# Goal
Copy every line of the listing below, requests included, and shift each point coordinate in the answers up by 70. Leave the numbers in the requests as they are, and omit the pictures.
.....
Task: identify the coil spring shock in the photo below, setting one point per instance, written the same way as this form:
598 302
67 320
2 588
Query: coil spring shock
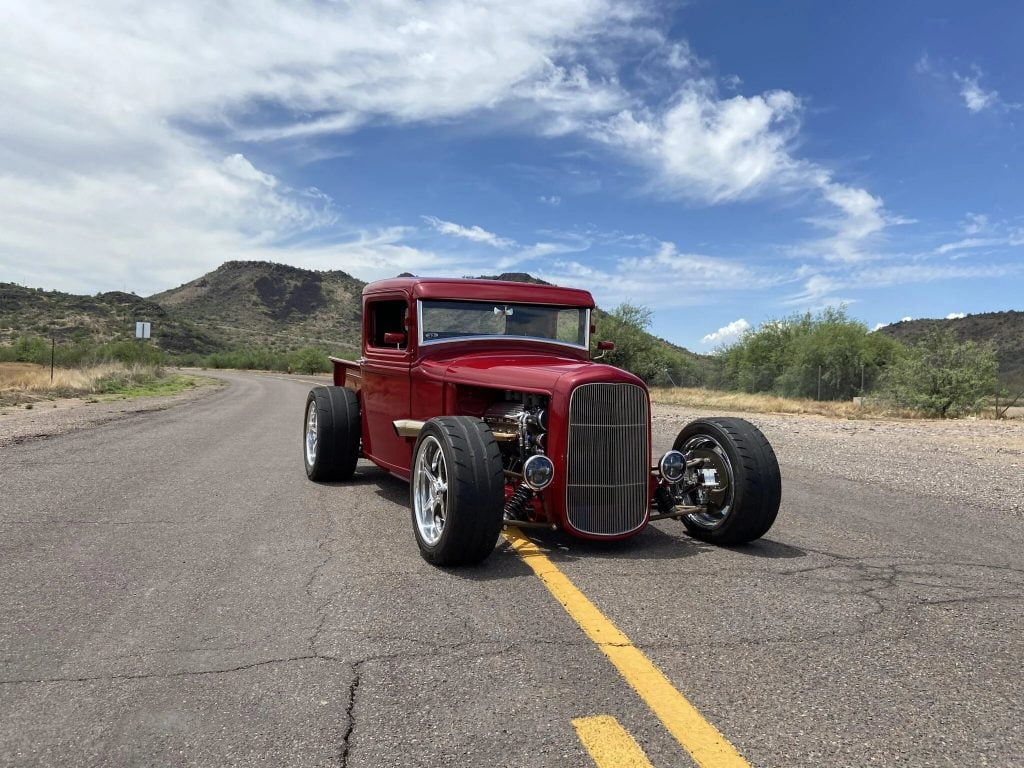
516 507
.....
# Written answer
Task: identify the coil spring shock in the photo below, setting one point per instance, written the same way as this form:
598 302
67 320
2 588
Query: coil spring shock
586 577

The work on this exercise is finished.